Tra pandemia, crisi climatica e conflitti, a volte sembriamo dimenticarcene: il mondo continua a essere sommerso dalla plastica.

Questo materiale, utilissimo per i nostri prodotti e consumi, ma estremamente difficile da riciclare e recuperare (appena tra il 9% e il 12% al mondo), nonostante le campagne, le promesse e gli impegni, non solo continua a soffocare i nostri ambienti ma sarà sempre più presente.

Un nuovo e allarmante report lanciato dall’Ocse, che sarà presentato ufficialmente a fine giugno, sostiene che la produzione di rifiuti di plastica triplicherà entro il 2060.

Già oggi tra 8 e 13 milioni di tonnellate di plastica finiscono negli oceani, mettendo in pericolo creature e ecosistemi. Dall’Indonesia all’Africa, dai fiumi del sud est asiatico sino alle isole del Sud America, la plastica si sta accumulando letteralmente ovunque.

Le microplastiche, i frammenti di polietilene, polipropilene e altri polimeri, sono state recentemente trovate perfino nella neve appena caduta in Antartide, così come nell’aria sopra le montagne, nell’Artico o negli abissi della Fossa delle Marianne.

Seppur molti degli atteggiamenti individuali delle persone siano cambiati, garantendo una maggiore attenzione per evitare l’abuso di questo materiale (agevolati anche da direttive come quella Sup dell’Unione Europea), se non si fermerà questo “fiume” in piena, per l’Ocse fra meno di quarant’anni la produzione di plastica triplicherà rispetto al livello del 2019, passando da 460 milioni di tonnellate a 1231 milioni e i rifiuti aumenteranno con le medesime proporzioni, superando 1 miliardo di tonnellate.

Mentre è ancora in corso l’iniziativa Onu carica di speranze, che durerà non meno di due anni, per tentare un “trattato mondiale contro l’inquinamento da plastica”, la crescita esponenziale di questo materiale nel frattempo minaccia seriamente la biodiversità (per esempio uccidendo oltre un milione di uccelli marini all’anno), gli ecosistemi e persino la salute dell’uomo, con le microplastiche individuate già nel sangue e nei polmoni delle persone.

A guidare questo aumento senza fine per l’Ocse saranno la crescita economica e quella demografica, soprattutto in paesi come l’Asia e l’Africa subsahariana.

Allo stesso tempo, però, se si accelerasse il trattato Onu e si spingesse per una azione aggressiva in modo di ridurre la domanda, così come migliorando tecnologicamente altri materiali alternativi, la produzione anziché triplicare raddoppierebbe o potrebbe assestarsi.

Sempre secondo le previsioni, anche la plastica riciclata potrebbe crescere, passando dal 12 al 40%. «L’inquinamento da plastica è una delle grandi sfide ambientali del 21° secolo, che causa danni ad ampio raggio agli ecosistemi e alla salute umana», ha ribadito il capo dell’Ocse Mathias Cormann, ricordando che il 60% della plastica prodotta dagli anni Cinquanta fino a oggi è finito tra discariche, inceneritori e soprattutto in ambiente.

Per cui, sostengono i vertici Ocse, nel combattere la plastica non si può più passare soltanto per campagne, annunci e buone intenzioni. Sono fondamentali leggi e una visione precisa per migliorare la gestione dei rifiuti e il riciclo.

**Cosa farai:**
Per favore, indica entro quale anno l'Ocse prevede che triplicherà la produzione di rifiuti di plastica, secondo l'articolo sulla plastica.

**Dati:**
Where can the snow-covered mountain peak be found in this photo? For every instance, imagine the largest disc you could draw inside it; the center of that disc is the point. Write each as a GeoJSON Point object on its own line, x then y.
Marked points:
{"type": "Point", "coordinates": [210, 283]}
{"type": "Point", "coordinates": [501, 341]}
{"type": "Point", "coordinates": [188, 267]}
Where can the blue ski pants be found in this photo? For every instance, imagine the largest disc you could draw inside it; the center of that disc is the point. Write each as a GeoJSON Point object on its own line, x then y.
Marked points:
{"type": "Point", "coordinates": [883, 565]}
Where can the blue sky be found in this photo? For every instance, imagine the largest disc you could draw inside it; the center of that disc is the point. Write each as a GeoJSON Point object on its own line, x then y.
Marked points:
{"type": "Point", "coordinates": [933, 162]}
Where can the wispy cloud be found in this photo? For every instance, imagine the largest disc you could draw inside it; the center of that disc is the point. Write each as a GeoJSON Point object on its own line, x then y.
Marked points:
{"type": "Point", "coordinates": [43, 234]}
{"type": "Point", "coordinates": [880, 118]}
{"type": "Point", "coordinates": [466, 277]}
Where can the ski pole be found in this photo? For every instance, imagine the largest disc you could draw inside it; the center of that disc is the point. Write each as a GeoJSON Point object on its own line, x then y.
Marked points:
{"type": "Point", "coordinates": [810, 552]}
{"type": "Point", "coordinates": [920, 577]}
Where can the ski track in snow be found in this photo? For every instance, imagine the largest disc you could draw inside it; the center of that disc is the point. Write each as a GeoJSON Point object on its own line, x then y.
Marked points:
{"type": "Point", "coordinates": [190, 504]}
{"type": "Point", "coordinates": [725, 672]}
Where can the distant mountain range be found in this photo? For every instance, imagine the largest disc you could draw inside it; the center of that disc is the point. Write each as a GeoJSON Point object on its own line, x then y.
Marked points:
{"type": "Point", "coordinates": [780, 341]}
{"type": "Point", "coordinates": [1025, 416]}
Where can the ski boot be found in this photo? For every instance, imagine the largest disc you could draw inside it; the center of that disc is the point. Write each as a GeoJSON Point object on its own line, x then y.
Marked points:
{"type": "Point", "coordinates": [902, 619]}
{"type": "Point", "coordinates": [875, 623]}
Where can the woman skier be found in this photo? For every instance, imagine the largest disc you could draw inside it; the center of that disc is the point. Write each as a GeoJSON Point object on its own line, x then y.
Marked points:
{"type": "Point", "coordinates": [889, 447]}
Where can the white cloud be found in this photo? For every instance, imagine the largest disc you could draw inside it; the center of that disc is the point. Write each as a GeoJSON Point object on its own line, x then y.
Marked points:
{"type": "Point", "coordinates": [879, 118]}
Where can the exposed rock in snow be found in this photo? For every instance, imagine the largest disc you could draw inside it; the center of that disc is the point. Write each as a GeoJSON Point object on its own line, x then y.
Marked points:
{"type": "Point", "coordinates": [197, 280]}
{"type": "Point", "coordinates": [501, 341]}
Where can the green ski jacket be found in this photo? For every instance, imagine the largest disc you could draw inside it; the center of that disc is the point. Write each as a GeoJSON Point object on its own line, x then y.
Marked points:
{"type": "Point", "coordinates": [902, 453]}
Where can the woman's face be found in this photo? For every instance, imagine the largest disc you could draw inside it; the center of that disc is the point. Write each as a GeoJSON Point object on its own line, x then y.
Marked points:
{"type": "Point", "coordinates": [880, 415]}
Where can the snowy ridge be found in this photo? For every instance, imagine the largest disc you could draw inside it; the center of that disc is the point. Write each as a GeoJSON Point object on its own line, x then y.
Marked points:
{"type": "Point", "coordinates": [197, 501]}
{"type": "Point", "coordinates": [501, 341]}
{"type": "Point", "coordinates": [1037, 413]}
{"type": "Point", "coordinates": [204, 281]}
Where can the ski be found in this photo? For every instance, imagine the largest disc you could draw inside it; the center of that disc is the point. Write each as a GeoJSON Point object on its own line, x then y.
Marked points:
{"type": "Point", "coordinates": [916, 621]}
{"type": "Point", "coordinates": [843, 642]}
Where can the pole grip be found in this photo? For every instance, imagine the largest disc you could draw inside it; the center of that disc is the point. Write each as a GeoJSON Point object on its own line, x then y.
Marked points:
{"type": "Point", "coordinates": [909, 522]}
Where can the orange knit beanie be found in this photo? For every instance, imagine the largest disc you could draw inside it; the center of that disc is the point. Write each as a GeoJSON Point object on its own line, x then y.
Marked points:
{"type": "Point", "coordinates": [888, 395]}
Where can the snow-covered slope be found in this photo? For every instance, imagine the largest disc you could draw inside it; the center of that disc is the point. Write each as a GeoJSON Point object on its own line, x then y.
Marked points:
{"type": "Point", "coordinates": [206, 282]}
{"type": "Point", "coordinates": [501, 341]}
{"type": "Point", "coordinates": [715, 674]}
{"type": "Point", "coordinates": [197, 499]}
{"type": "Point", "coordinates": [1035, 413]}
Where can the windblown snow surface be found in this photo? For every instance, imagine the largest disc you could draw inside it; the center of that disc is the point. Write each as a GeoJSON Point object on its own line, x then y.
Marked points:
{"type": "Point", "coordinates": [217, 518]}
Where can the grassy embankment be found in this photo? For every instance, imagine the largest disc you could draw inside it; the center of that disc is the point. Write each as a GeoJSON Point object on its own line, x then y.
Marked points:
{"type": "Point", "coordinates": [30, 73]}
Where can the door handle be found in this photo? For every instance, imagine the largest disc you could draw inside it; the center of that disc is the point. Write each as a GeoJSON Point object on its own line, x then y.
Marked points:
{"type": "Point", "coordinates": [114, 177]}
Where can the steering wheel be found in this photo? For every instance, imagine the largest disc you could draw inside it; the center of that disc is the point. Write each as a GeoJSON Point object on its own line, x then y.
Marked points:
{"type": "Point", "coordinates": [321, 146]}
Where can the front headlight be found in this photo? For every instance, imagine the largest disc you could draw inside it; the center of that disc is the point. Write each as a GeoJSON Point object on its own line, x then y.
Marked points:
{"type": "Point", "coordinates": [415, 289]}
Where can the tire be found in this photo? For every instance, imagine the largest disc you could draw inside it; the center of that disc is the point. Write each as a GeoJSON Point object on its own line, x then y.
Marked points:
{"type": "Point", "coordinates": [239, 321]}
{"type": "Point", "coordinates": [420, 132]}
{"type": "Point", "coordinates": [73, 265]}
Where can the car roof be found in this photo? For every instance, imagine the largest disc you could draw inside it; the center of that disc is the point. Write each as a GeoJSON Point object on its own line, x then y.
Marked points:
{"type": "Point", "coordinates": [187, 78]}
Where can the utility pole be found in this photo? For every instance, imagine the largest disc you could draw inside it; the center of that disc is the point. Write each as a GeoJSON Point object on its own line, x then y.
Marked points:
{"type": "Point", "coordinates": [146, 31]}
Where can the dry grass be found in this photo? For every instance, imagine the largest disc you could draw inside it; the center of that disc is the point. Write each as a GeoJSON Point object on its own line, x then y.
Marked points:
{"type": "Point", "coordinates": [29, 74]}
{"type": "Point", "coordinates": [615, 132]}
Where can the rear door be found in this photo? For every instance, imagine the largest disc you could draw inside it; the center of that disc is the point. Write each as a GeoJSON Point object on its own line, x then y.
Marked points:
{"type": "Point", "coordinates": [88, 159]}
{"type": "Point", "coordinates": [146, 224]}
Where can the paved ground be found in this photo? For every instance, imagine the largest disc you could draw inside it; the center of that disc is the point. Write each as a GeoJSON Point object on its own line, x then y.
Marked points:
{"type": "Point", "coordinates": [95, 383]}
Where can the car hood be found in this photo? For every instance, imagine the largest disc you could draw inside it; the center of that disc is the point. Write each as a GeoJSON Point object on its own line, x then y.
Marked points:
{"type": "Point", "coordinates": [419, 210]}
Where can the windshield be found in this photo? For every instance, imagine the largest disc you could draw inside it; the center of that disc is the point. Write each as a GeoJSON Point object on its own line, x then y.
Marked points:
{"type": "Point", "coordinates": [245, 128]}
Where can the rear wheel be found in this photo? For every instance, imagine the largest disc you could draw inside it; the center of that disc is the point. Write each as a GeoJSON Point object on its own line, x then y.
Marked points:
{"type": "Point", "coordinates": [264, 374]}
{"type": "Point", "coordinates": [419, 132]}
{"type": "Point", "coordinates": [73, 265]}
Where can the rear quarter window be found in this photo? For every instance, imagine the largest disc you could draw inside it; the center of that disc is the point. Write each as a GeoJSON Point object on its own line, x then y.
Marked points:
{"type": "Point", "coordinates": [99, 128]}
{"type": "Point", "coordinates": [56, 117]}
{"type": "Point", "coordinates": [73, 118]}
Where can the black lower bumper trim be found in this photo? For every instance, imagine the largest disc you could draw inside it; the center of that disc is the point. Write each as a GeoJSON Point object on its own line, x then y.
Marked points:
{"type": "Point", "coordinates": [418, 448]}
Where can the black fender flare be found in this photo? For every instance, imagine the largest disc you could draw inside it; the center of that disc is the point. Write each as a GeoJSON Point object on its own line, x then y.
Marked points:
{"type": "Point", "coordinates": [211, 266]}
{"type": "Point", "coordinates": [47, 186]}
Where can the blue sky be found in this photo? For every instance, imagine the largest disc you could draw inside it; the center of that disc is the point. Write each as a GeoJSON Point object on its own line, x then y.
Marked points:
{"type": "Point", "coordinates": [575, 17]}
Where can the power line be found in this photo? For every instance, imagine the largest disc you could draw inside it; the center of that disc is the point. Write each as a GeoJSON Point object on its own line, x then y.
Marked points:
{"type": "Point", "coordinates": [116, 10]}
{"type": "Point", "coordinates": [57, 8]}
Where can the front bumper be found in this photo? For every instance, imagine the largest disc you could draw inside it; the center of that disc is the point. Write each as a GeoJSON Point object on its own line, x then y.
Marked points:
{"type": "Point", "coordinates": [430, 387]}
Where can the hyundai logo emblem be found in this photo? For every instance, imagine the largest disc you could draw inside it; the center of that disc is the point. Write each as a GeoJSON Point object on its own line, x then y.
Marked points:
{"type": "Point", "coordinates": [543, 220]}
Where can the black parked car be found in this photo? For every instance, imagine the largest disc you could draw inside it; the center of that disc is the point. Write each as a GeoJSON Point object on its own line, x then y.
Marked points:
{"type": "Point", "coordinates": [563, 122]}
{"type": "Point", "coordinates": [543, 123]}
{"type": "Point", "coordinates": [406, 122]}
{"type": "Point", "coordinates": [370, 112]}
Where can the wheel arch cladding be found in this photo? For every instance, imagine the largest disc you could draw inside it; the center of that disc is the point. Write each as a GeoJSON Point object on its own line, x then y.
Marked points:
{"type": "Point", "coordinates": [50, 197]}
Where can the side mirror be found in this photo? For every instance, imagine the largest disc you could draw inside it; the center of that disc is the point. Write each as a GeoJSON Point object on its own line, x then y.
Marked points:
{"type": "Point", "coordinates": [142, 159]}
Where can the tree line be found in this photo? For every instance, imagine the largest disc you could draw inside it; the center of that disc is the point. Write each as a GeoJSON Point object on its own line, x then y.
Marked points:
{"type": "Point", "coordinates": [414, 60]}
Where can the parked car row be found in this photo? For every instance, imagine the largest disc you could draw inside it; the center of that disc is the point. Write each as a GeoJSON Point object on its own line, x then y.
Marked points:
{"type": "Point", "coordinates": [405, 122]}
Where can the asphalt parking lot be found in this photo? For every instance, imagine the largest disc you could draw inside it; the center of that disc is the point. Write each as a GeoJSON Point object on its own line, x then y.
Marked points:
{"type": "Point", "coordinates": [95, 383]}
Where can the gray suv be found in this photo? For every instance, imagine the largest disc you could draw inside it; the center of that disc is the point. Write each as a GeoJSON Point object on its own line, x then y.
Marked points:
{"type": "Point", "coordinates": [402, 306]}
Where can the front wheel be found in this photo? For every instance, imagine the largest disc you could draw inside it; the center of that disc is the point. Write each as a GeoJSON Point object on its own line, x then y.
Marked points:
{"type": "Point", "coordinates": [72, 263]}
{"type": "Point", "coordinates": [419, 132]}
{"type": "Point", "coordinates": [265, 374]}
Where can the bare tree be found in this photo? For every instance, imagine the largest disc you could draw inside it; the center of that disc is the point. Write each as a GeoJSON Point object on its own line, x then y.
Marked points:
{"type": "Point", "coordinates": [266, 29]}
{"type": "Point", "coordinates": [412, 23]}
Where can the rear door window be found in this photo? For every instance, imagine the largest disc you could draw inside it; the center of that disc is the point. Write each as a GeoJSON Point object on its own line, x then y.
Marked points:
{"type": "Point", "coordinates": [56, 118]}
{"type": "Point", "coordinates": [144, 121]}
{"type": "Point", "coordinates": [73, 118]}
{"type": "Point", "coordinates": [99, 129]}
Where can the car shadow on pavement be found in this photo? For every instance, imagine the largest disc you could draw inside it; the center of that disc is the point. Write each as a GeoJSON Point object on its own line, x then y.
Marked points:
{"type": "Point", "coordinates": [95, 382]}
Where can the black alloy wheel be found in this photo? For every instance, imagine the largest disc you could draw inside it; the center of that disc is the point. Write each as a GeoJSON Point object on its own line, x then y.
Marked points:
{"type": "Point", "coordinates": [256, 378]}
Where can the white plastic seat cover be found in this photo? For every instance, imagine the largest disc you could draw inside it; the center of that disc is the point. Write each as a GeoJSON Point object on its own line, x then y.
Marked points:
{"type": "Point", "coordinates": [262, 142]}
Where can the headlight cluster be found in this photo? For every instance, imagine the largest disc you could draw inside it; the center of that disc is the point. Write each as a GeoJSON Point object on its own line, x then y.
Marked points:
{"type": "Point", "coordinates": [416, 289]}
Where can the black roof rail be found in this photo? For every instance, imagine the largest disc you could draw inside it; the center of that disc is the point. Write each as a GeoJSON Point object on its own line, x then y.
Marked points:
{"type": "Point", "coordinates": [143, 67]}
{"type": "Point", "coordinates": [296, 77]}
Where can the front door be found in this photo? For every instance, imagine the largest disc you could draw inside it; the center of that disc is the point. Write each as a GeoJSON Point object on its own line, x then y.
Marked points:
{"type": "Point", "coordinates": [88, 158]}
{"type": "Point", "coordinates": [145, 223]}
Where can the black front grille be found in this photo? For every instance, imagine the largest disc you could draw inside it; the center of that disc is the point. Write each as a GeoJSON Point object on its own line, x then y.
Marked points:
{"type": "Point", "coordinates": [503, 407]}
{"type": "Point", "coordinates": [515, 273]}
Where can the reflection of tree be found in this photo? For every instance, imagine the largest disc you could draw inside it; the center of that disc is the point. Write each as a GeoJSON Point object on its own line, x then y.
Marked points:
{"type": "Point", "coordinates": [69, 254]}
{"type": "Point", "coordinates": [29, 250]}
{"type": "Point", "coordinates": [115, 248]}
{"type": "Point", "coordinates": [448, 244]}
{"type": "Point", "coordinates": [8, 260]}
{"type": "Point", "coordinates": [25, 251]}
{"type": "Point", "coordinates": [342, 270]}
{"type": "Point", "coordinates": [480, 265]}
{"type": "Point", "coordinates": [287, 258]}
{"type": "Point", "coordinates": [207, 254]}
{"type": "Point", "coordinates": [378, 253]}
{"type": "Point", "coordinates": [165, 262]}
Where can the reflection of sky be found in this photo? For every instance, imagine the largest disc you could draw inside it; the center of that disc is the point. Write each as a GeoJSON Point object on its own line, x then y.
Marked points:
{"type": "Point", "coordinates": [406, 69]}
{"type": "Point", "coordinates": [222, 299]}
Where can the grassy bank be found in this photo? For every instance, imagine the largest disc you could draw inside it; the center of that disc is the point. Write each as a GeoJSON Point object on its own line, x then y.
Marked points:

**Soluzione:**
Entro il 2060.